§ **PROBLEM**: Look below for the line that contains "Target: tropical foliage", then copy it and each following line to the end of the records, minus any pictures.

§ **DATA ROWS**:
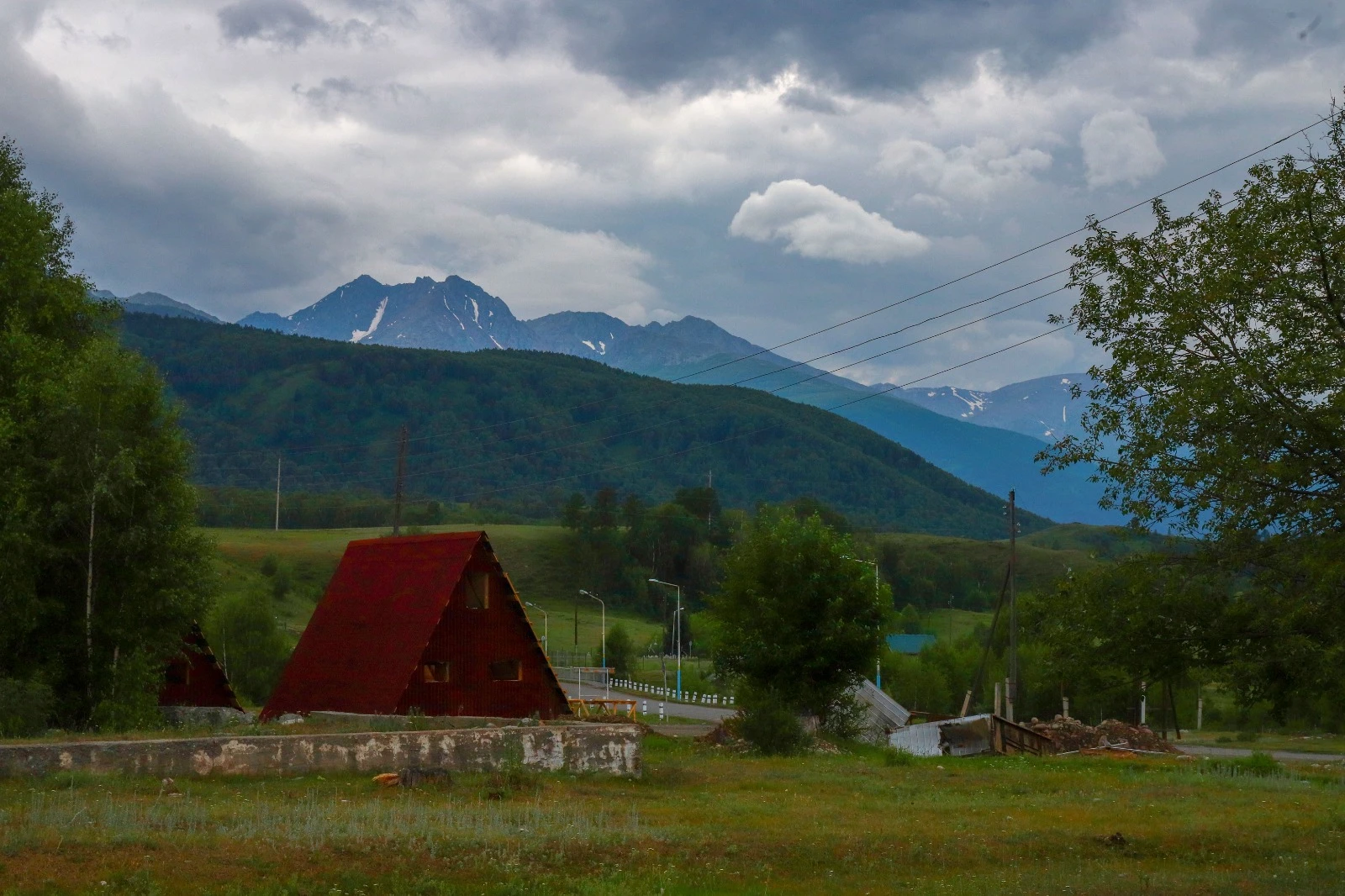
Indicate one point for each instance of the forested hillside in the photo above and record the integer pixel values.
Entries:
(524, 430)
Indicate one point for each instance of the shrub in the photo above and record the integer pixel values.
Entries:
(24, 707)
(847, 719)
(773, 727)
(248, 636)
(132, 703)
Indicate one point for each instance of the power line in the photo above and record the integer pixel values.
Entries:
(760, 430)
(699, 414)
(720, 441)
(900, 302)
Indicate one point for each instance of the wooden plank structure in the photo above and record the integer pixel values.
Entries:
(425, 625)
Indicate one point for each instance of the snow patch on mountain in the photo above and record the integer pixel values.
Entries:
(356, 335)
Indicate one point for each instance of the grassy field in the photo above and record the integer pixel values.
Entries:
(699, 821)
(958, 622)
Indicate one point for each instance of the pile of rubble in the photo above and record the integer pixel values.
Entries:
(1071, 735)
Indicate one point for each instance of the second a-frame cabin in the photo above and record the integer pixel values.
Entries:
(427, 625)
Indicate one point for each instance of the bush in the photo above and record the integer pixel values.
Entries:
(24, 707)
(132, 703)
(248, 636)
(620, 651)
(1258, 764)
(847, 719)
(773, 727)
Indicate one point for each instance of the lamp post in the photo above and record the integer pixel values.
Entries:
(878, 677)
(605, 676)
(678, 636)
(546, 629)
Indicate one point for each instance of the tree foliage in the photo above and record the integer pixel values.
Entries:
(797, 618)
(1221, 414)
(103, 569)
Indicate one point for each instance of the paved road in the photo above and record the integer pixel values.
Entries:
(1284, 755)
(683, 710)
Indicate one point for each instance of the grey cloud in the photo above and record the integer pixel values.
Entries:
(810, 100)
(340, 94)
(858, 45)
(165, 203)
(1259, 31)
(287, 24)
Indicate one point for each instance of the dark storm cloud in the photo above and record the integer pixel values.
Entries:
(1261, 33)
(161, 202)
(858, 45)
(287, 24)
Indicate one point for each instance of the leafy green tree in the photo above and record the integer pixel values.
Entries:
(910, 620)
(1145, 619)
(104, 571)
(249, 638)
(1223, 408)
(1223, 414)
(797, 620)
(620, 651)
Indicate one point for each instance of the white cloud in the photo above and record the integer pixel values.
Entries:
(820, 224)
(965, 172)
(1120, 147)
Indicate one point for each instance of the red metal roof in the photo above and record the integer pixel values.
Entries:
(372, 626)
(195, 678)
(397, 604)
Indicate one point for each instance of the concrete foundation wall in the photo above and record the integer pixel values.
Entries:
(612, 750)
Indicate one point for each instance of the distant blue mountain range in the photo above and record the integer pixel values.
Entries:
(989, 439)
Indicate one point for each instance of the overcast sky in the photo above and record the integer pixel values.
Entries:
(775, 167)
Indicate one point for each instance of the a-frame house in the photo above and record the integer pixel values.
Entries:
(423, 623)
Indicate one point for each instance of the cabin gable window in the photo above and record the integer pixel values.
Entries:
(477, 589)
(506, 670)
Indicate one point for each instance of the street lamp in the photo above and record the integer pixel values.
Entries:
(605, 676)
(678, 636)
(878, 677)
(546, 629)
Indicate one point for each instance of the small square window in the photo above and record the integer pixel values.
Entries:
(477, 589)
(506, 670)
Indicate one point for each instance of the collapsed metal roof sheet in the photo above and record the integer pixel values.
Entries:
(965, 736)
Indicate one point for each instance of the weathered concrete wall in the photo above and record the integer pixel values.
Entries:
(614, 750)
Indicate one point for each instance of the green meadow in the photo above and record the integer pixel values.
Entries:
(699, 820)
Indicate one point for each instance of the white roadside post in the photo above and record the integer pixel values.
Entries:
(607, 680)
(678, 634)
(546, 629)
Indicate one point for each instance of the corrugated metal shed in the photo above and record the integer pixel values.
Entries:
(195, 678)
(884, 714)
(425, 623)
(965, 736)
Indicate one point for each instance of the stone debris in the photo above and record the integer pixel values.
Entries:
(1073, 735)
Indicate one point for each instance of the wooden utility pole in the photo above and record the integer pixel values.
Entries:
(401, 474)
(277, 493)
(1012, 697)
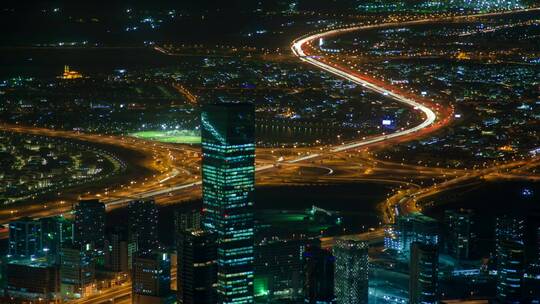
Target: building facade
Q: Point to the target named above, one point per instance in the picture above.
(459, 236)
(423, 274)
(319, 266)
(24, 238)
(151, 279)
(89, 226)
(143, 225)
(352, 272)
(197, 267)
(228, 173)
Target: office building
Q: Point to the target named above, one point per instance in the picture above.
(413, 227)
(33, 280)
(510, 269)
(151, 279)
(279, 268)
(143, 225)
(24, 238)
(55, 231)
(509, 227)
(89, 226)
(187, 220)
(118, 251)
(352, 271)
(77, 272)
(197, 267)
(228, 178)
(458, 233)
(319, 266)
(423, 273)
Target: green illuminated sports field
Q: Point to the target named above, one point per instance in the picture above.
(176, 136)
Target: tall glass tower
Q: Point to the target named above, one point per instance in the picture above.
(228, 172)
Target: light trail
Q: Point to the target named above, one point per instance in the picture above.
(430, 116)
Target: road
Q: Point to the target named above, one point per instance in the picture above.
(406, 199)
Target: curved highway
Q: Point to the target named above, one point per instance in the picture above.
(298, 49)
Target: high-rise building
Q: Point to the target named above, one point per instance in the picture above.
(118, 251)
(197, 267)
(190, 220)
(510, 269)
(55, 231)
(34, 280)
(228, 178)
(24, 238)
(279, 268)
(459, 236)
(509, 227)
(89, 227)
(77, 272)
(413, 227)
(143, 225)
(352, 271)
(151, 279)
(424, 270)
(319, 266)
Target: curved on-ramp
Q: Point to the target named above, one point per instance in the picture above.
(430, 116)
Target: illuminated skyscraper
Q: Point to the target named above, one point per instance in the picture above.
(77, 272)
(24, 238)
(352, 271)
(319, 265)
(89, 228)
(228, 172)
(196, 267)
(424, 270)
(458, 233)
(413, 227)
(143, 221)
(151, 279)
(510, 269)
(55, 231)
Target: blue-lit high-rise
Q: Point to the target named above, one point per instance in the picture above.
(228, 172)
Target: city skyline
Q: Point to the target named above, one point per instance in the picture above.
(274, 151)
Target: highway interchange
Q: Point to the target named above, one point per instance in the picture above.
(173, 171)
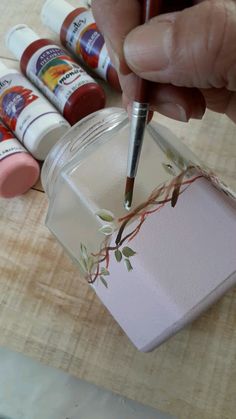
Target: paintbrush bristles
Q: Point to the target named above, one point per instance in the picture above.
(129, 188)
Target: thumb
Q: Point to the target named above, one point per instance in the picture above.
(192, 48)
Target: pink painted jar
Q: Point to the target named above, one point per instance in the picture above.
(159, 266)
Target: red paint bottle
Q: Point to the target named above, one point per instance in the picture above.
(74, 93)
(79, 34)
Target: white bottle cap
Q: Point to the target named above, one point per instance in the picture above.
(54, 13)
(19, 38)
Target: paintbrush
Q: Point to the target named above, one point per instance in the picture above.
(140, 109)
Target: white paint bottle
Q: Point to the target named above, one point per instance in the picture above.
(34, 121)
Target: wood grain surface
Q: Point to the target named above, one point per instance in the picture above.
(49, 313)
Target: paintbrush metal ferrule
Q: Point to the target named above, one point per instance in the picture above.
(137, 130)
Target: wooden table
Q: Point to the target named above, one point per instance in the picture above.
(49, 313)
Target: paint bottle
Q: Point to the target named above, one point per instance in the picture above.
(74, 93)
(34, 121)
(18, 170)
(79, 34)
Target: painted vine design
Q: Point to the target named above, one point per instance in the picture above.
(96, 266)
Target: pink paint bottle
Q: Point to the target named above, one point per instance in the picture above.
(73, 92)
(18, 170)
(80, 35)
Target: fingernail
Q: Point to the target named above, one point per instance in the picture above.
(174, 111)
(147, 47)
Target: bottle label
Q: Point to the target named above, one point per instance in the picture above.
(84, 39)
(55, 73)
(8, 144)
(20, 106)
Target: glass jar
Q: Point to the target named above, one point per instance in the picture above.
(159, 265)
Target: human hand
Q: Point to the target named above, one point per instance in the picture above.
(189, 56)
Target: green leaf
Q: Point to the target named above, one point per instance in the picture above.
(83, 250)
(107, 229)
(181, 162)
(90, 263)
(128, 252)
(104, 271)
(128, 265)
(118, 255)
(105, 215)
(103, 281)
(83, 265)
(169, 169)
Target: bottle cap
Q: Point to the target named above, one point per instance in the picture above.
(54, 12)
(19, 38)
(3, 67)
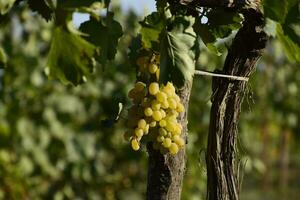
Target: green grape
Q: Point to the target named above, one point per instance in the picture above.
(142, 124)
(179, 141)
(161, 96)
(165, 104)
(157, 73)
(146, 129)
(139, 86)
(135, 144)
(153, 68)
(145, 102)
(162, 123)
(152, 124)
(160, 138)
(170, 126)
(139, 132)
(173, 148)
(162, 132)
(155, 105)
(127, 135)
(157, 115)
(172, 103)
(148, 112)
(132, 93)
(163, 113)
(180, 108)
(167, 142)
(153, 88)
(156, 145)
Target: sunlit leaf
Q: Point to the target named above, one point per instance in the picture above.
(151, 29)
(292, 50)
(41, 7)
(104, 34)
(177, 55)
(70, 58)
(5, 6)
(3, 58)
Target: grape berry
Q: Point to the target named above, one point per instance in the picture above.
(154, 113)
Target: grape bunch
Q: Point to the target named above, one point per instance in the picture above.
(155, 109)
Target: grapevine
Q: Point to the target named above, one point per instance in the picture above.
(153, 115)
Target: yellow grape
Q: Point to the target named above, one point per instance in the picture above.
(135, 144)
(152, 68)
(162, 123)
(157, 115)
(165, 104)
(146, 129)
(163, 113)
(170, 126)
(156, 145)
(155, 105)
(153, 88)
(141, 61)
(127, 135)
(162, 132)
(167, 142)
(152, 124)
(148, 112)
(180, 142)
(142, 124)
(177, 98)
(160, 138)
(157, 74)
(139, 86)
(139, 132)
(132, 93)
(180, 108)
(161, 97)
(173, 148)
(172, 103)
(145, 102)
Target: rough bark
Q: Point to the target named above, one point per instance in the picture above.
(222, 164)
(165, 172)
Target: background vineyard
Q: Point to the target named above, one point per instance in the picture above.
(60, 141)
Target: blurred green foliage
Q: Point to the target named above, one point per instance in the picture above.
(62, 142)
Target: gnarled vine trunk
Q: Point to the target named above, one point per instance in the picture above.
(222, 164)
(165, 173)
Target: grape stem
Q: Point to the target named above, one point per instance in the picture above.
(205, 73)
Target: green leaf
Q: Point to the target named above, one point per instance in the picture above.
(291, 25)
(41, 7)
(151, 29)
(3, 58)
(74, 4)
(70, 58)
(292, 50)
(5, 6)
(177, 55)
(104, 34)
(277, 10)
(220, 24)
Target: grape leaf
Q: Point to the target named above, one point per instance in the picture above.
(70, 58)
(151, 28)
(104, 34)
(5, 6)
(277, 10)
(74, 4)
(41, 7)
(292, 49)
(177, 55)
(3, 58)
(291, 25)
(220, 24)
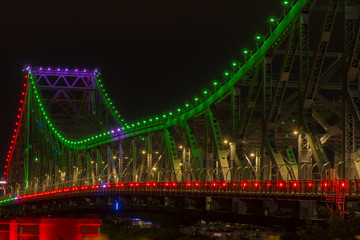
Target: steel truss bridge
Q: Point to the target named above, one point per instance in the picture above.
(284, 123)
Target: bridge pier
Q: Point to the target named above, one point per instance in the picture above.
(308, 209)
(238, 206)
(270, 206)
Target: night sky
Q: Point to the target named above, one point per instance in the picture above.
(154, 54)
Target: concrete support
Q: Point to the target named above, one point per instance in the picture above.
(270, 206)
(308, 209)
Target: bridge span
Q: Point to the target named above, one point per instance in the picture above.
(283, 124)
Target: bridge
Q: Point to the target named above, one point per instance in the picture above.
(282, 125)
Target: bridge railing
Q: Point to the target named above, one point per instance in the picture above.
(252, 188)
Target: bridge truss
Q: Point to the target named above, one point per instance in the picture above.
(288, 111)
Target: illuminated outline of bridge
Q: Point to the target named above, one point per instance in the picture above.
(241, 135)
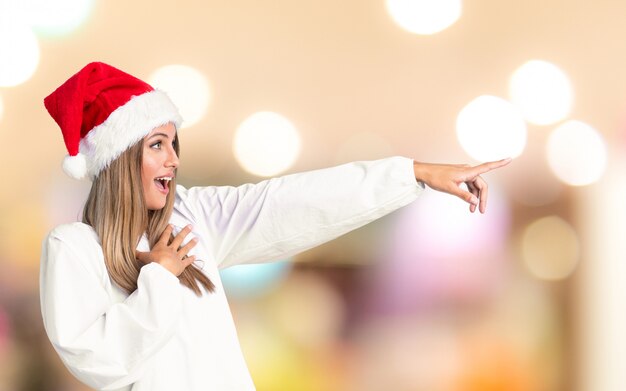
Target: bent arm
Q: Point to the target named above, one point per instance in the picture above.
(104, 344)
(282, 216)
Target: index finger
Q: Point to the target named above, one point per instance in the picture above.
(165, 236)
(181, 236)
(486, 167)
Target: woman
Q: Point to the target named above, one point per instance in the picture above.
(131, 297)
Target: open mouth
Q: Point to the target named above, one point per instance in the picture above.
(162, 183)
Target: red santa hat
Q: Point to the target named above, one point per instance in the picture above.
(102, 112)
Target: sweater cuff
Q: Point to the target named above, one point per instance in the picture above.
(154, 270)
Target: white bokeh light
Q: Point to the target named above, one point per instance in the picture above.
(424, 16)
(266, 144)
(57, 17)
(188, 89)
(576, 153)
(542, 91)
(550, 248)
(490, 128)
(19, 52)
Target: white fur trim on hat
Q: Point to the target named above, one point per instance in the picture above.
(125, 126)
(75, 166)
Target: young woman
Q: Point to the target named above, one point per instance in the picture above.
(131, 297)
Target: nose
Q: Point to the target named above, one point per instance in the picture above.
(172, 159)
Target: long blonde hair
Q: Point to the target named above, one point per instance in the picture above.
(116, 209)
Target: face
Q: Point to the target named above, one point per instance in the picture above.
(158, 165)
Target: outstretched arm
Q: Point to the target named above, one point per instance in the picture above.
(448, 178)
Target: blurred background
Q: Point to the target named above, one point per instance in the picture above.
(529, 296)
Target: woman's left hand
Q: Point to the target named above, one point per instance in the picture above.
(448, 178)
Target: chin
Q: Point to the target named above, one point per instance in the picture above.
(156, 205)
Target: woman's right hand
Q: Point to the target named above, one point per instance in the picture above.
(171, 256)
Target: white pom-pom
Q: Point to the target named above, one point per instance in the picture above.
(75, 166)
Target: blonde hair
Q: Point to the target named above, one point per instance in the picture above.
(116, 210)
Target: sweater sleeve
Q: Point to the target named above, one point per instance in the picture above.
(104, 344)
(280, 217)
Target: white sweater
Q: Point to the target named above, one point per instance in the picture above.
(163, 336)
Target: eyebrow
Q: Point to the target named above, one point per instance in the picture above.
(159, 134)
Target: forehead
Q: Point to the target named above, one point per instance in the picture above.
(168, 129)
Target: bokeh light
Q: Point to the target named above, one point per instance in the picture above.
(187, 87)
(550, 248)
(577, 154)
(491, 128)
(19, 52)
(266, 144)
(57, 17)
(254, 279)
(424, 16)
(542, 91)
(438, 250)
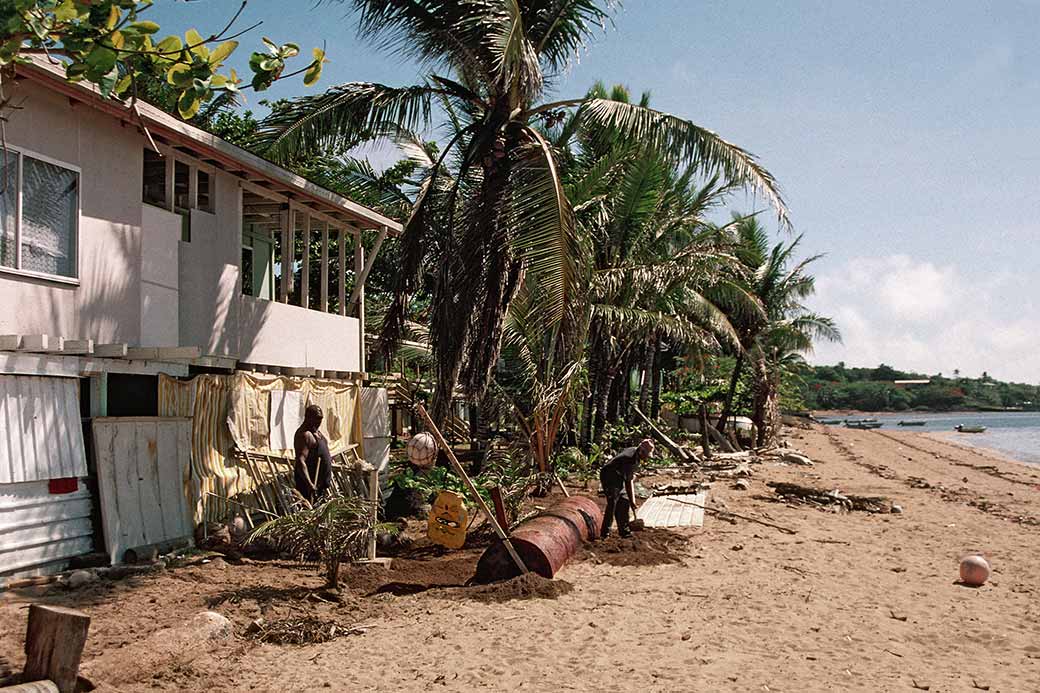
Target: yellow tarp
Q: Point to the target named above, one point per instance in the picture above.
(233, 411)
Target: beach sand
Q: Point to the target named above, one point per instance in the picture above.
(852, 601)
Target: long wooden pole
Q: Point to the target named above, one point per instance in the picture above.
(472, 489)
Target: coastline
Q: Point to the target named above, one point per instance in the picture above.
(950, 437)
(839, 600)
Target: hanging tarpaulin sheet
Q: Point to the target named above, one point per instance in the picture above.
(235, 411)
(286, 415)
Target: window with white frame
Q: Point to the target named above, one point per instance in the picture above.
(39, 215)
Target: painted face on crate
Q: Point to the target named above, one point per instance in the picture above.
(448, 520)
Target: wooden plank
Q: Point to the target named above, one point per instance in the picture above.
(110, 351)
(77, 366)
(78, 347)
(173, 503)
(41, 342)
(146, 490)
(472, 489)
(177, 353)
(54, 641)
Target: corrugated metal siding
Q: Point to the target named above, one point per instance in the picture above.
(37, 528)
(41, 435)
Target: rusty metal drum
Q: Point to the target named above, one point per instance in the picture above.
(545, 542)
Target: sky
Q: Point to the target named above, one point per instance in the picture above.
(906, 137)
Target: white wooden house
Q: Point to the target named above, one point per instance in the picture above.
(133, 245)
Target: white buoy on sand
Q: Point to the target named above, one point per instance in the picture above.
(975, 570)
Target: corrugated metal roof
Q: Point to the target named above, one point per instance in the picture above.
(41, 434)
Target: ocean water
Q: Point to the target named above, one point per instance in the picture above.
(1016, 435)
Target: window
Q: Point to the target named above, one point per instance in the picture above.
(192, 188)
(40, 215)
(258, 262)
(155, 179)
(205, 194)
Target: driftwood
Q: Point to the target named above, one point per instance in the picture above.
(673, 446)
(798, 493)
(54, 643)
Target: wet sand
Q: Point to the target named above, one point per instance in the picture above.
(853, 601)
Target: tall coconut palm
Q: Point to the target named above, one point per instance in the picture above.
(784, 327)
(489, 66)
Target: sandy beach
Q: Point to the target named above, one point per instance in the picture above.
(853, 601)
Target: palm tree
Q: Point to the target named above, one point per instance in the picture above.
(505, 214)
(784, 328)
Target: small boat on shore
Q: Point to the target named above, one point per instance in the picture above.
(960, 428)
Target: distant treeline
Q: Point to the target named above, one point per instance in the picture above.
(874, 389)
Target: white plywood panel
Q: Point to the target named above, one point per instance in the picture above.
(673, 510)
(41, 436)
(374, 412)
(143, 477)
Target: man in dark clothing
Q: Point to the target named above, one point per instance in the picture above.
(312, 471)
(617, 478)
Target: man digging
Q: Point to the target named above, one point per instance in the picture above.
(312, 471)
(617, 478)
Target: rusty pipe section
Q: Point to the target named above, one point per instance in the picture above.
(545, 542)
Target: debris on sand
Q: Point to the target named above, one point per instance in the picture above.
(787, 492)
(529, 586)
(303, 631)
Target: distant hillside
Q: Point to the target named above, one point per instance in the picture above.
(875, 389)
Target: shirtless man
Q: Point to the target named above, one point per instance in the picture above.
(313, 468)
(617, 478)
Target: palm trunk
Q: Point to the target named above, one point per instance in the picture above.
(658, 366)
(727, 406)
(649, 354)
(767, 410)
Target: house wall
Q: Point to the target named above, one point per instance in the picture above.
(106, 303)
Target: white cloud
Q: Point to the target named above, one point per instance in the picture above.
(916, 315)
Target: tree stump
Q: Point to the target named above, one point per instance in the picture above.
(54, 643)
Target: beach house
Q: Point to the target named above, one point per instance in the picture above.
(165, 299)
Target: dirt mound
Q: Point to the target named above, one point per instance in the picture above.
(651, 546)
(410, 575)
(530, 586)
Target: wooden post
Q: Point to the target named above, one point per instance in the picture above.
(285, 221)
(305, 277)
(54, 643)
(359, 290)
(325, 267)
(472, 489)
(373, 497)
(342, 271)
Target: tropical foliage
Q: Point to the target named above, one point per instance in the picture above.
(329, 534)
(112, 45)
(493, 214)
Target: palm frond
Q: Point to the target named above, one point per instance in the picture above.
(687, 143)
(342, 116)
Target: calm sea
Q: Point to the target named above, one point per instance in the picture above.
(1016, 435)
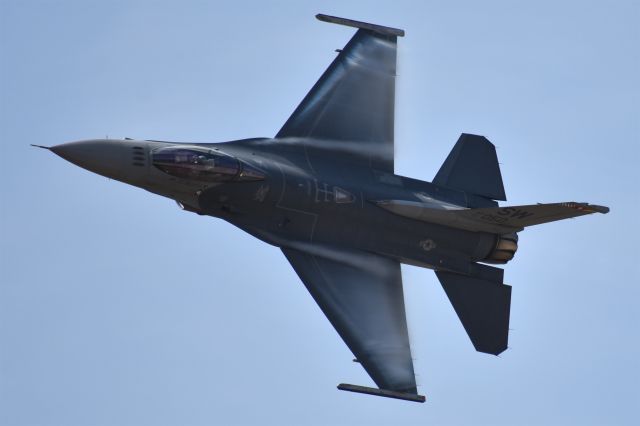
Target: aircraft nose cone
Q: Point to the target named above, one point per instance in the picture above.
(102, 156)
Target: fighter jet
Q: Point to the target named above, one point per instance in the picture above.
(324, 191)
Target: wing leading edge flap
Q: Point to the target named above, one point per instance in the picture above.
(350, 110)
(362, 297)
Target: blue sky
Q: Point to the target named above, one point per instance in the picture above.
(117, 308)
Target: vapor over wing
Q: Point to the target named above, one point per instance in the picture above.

§ **RESULT OF THIS EXERCISE**:
Target: tropical foliage
Q: Point to the target named above, one point per instance in the picture above.
(329, 534)
(112, 45)
(493, 214)
Target: palm frond
Q: Point to the target named above, one point per instance in the picture above.
(687, 143)
(342, 116)
Target: calm sea
Q: Point to the target named above, one point per instance in the picture above.
(1016, 435)
Target: aircraft nose cone
Q: Point to the target named above, one point per instance in the picture above.
(102, 156)
Target: fighter jet
Q: Point to the target named above, one point per instance in the picture above.
(324, 191)
Target: wing leading edge flap
Q: Point to the target named above, one point per instance in the picture above.
(350, 110)
(362, 297)
Target: blue sky
Q: Point to the target named above, one point per instance in the picture above.
(117, 308)
Target: vapor over wing
Q: Point to the target named above, one point per instance in the picture above.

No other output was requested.